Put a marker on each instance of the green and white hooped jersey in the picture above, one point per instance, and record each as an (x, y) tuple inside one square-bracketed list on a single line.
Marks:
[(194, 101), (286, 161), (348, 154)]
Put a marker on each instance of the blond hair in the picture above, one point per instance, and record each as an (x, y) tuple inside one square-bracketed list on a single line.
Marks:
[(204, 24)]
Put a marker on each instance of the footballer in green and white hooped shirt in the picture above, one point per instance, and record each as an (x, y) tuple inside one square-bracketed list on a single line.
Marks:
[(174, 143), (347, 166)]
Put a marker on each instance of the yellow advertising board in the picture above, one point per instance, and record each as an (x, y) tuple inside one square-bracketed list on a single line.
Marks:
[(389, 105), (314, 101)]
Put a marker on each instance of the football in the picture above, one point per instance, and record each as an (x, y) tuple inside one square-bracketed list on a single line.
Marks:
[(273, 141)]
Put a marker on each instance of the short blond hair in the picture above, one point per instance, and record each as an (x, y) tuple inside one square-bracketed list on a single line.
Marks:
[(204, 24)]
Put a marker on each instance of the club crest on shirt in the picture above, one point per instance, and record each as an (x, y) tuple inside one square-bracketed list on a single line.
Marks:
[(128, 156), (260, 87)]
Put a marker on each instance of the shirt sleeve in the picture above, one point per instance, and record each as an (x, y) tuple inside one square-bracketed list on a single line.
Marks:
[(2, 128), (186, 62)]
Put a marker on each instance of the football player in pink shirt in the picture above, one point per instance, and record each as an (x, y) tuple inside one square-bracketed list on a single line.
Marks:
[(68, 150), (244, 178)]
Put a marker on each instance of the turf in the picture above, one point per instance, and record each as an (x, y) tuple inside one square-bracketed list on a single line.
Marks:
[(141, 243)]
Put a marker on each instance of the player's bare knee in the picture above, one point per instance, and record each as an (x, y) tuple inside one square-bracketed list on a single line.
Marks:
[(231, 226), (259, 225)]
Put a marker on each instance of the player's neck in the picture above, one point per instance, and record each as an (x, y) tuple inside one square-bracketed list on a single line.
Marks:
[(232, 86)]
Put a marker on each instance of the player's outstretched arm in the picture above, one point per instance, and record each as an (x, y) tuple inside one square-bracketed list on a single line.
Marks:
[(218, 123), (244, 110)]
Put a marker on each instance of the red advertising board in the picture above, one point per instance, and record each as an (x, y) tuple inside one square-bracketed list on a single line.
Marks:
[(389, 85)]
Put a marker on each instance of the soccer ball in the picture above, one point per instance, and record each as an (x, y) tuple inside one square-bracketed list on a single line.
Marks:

TASK TO CARRY OUT: Print every record exactly, so that each word matches what is written above.

TASK SOLUTION:
Put a marker on each instance of the green and white hooped jersey in the picture above, one point per instance, and record each as an (x, y) tuple inside one square-bracketed list on a single line.
Marks:
[(194, 101), (286, 161), (348, 154)]
Put a marker on each instance of the blond hair in the picture above, one point per instance, and record each as an (x, y) tuple inside one square-bracketed list on a single line.
Marks:
[(204, 24)]
Put a marker on each instance of the footballer in green and white hooped shirt in the picture above, one point per instance, and record each as an (x, y) tuple inside one square-bracketed list on a single line.
Marks:
[(174, 143), (347, 166)]
Put a marker on each instance of the yellow advertising board in the picture above, one point per instance, and record each as an (x, y) tuple inside one square-bracketed list on a single line.
Marks:
[(389, 105), (314, 101)]
Put a marker on each instance of the football in the picture above, one point per instance, and record each as an (x, y) tuple inside one square-bracketed list on a single line.
Marks:
[(273, 141)]
Put a marker on each instance of the short blond hair in the picture above, one point per instance, and record each as an (x, y) tuple inside one square-bracketed list on a single line.
Marks:
[(204, 24)]
Put a marker on each instance of the club crest on shirt in the picture above, one point per instance, and record each as an (x, y) tuple inside one square-bracketed list on a single line.
Marks:
[(128, 156), (260, 87)]
Put a marker on each instance of the shirt sleeve in the picture above, one point per instance, and record each as an (x, y) tuple inside one square-bracketed list on a single line.
Marks:
[(2, 128), (186, 62)]
Put a marker on each instance of the football player in pink shirt in the picture above, one point per instance, and record each as an (x, y) tuple inside one square-bracketed list on a single line.
Marks:
[(68, 150), (244, 178)]
Put a marker on each instance of the turf in the picture above, one point per instance, and record each as an (x, y) tuple inside one square-bracketed list on a single line.
Marks:
[(141, 243)]
Put a marker on each instance of the player's bare knee in the picture above, one point per instance, and record each as an (x, y) tuple inside one square-bracketed list on a single line.
Marks:
[(231, 226), (259, 225)]
Put a marker on each instance of the player's neck in the picture above, one point per instance, and record each as an (x, y) tuple inside one square-bracketed list on a single line.
Marks:
[(232, 86)]
Put a marker on each instance of the player's outstretched arm in the picture above, one point per instance, and record each as an (x, y) tuple inside one square-bracketed list on a single line.
Marks:
[(218, 123), (244, 110)]
Put a marker on each instance of the red advertising board in the picture above, one point per instance, and record each as an (x, y) tuple inside one square-bracketed list on a single line.
Marks:
[(389, 85)]
Put a marker on each instance of the soccer ball in the picture above, one point per instance, and record each as an (x, y) tuple inside one square-bracketed list on a single line.
Marks:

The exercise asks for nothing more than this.